M. Mill est un critique qui, passant aux imperfections de détail, les signale sans être inquiet de les mettre à la charge d’un fond qu’il n’admet pas ; moi, je suis un disciple qui les signale comme des taches qu’il est utile de faire disparaître afin de donner plus d’éclat et de force à un fond que j’accepte. C’est pour ces deux buts différens que nous nous rencontrons en des critiques secondaires. M. Comte, on le sait, n’apercevant que la négativité des dogmes révolutionnaires, les poursuivit d’une polémique inexorable. M. Mill montre que ces dogmes, outre la partie proéminente, qui est négative, renferment aussi une partie positive qui ne doit pas être négligée.

*ENREGISTREMENTS DE DONNÉES*:

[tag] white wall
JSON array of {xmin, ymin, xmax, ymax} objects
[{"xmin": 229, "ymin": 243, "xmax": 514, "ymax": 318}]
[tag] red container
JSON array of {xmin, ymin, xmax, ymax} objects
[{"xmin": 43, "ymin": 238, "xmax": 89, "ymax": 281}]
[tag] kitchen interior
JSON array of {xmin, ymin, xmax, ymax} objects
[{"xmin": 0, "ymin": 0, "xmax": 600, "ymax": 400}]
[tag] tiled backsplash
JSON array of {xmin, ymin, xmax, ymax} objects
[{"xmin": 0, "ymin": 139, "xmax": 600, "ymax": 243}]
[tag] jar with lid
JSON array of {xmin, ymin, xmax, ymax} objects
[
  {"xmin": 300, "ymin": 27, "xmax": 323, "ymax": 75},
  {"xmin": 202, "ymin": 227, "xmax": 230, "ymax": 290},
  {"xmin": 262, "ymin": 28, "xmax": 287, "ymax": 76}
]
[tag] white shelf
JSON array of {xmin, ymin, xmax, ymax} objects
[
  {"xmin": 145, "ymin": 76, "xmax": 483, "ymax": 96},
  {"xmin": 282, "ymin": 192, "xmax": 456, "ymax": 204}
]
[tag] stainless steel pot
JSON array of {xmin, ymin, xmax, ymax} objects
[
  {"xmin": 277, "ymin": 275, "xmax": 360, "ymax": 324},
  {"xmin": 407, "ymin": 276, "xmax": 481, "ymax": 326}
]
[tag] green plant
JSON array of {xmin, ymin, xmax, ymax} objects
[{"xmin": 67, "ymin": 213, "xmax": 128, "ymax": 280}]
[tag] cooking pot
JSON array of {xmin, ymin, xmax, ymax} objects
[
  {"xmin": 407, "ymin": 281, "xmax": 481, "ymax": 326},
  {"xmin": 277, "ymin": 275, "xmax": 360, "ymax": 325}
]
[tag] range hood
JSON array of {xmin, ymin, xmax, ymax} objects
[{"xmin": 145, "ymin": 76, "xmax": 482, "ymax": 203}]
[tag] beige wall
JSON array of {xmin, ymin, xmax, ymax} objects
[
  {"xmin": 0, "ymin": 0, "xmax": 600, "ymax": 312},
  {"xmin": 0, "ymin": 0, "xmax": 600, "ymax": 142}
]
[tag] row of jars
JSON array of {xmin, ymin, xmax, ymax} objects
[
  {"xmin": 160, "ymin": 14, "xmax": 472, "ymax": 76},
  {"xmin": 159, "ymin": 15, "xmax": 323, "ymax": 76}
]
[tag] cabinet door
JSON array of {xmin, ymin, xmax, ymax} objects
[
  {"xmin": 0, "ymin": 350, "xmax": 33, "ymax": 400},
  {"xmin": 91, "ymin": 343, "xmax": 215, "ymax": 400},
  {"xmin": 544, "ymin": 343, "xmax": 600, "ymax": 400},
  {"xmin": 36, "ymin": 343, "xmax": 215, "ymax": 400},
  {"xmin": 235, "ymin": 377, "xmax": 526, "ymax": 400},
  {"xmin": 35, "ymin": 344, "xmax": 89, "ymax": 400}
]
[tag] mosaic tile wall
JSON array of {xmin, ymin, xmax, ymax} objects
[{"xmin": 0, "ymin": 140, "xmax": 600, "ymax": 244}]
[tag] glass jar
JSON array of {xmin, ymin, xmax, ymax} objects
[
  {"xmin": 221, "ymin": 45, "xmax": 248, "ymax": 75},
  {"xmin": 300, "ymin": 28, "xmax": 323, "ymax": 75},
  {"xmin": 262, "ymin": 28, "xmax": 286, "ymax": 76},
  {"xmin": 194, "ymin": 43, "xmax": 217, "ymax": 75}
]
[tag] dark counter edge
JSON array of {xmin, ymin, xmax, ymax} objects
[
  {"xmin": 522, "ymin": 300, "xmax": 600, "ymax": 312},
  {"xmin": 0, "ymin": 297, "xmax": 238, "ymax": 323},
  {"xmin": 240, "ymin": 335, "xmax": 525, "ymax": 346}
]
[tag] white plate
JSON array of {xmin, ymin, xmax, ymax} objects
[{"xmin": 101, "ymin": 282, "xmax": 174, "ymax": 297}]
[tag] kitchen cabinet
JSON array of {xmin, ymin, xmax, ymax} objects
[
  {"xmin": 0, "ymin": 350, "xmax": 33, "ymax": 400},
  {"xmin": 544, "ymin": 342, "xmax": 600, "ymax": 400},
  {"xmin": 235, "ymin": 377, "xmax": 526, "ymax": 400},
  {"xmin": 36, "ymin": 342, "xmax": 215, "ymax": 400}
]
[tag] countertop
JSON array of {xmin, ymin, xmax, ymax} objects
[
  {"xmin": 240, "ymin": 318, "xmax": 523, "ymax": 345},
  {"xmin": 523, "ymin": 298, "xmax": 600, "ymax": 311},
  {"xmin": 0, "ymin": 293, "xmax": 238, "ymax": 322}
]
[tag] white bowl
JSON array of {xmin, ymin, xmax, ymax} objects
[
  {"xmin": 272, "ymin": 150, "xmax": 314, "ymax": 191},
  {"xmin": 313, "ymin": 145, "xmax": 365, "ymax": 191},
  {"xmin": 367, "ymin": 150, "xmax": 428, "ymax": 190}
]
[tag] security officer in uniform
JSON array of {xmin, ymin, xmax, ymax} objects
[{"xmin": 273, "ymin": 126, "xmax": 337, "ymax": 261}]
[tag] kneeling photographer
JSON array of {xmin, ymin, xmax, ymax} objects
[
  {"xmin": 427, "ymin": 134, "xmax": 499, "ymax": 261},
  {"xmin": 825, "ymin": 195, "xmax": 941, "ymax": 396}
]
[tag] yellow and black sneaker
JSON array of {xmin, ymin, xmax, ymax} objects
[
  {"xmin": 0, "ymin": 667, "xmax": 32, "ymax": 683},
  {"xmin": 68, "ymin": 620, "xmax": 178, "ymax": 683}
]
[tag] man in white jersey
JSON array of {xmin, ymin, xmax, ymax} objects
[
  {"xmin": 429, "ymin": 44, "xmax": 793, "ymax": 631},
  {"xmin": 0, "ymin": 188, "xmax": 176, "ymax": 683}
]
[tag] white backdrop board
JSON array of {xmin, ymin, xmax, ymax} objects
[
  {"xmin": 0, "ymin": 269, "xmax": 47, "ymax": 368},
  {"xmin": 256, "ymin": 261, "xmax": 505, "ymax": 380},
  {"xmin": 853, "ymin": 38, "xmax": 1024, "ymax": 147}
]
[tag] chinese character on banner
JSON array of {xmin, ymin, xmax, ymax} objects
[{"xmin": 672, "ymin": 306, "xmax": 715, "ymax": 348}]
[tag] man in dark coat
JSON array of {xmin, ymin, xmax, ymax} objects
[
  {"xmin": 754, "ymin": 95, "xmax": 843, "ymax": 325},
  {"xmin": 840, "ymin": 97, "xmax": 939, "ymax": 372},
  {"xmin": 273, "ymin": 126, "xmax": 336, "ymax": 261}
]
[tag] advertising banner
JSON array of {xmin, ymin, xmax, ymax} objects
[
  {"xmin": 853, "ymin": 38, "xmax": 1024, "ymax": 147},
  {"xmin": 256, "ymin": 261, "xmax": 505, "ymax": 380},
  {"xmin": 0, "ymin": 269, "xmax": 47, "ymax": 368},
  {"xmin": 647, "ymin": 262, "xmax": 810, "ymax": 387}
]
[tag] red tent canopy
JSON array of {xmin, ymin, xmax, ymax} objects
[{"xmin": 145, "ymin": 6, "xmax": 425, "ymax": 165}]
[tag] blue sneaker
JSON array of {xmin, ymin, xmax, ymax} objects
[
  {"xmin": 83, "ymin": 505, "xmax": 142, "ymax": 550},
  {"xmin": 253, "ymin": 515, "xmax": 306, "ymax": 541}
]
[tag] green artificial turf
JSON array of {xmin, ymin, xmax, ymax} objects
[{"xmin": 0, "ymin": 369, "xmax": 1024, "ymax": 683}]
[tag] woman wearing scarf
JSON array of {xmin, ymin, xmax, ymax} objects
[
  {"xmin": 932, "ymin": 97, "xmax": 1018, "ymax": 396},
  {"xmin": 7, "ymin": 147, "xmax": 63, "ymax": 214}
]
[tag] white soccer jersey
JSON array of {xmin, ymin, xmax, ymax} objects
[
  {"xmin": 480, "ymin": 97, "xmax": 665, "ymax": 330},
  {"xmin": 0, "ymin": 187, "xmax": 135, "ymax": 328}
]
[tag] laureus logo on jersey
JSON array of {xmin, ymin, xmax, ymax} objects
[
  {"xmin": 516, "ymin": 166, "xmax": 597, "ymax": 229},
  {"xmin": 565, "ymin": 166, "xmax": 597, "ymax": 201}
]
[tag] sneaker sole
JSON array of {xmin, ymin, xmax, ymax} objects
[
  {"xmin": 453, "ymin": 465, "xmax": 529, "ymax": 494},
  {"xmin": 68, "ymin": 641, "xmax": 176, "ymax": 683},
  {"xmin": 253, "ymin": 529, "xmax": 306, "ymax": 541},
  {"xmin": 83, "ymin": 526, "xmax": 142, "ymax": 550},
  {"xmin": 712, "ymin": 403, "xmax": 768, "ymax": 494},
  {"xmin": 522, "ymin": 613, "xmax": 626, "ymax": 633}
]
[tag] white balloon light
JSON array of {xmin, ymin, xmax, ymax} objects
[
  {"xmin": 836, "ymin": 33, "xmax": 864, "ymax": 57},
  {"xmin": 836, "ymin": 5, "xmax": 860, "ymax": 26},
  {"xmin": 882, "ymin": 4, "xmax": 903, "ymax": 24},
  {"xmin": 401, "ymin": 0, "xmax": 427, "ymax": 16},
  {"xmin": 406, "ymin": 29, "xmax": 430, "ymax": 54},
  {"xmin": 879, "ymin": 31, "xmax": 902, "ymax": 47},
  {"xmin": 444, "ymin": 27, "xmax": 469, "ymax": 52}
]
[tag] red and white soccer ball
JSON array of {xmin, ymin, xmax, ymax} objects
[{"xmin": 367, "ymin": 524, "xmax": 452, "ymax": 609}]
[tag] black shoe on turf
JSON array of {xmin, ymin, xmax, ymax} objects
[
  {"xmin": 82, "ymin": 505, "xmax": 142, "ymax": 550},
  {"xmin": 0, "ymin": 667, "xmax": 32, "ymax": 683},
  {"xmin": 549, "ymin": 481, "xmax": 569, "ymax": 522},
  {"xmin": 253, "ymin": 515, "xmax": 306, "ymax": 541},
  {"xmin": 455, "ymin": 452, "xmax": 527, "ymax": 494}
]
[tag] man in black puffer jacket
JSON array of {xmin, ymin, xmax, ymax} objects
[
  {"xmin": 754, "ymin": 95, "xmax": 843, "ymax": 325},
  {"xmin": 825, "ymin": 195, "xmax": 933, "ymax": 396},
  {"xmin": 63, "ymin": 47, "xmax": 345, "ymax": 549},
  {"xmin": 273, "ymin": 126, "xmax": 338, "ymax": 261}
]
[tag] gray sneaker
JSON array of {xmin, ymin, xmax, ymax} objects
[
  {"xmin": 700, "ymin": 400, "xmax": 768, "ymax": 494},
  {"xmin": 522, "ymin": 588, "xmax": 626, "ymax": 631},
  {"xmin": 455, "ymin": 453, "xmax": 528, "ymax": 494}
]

*CONSIGNES*:
1. Reproduisez le passage sur Mill et Comte depuis « M. Mill est » jusqu'à « pas être négligée. », à l'identique.
2. Mettez sous forme de liste numérotée, sans les lignes vides, tout ce qui va de la ligne des enregistrements contenant « [tag] white balloon light » jusqu'à la fin des enregistrements, ces deux bornes comprises. Ne donnez que ces lignes.
Le texte et les enregistrements sont sans rapport l'un avec l'autre.

*RÉPONSES ATTENDUES*:
1.
M. Mill est un critique qui, passant aux imperfections de détail, les signale sans être inquiet de les mettre à la charge d’un fond qu’il n’admet pas ; moi, je suis un disciple qui les signale comme des taches qu’il est utile de faire disparaître afin de donner plus d’éclat et de force à un fond que j’accepte. C’est pour ces deux buts différens que nous nous rencontrons en des critiques secondaires. M. Comte, on le sait, n’apercevant que la négativité des dogmes révolutionnaires, les poursuivit d’une polémique inexorable. M. Mill montre que ces dogmes, outre la partie proéminente, qui est négative, renferment aussi une partie positive qui ne doit pas être négligée.

2.
1. [tag] white balloon light
2. JSON array of {xmin, ymin, xmax, ymax} objects
3. [
4.   {"xmin": 836, "ymin": 33, "xmax": 864, "ymax": 57},
5.   {"xmin": 836, "ymin": 5, "xmax": 860, "ymax": 26},
6.   {"xmin": 882, "ymin": 4, "xmax": 903, "ymax": 24},
7.   {"xmin": 401, "ymin": 0, "xmax": 427, "ymax": 16},
8.   {"xmin": 406, "ymin": 29, "xmax": 430, "ymax": 54},
9.   {"xmin": 879, "ymin": 31, "xmax": 902, "ymax": 47},
10.   {"xmin": 444, "ymin": 27, "xmax": 469, "ymax": 52}
11. ]
12. [tag] red and white soccer ball
13. JSON array of {xmin, ymin, xmax, ymax} objects
14. [{"xmin": 367, "ymin": 524, "xmax": 452, "ymax": 609}]
15. [tag] black shoe on turf
16. JSON array of {xmin, ymin, xmax, ymax} objects
17. [
18.   {"xmin": 82, "ymin": 505, "xmax": 142, "ymax": 550},
19.   {"xmin": 0, "ymin": 667, "xmax": 32, "ymax": 683},
20.   {"xmin": 549, "ymin": 481, "xmax": 569, "ymax": 522},
21.   {"xmin": 253, "ymin": 515, "xmax": 306, "ymax": 541},
22.   {"xmin": 455, "ymin": 452, "xmax": 527, "ymax": 494}
23. ]
24. [tag] man in black puffer jacket
25. JSON array of {xmin, ymin, xmax, ymax} objects
26. [
27.   {"xmin": 754, "ymin": 95, "xmax": 843, "ymax": 325},
28.   {"xmin": 825, "ymin": 195, "xmax": 933, "ymax": 396},
29.   {"xmin": 63, "ymin": 47, "xmax": 345, "ymax": 549},
30.   {"xmin": 273, "ymin": 126, "xmax": 338, "ymax": 261}
31. ]
32. [tag] gray sneaker
33. JSON array of {xmin, ymin, xmax, ymax} objects
34. [
35.   {"xmin": 700, "ymin": 400, "xmax": 768, "ymax": 494},
36.   {"xmin": 522, "ymin": 588, "xmax": 626, "ymax": 631},
37.   {"xmin": 455, "ymin": 453, "xmax": 528, "ymax": 494}
38. ]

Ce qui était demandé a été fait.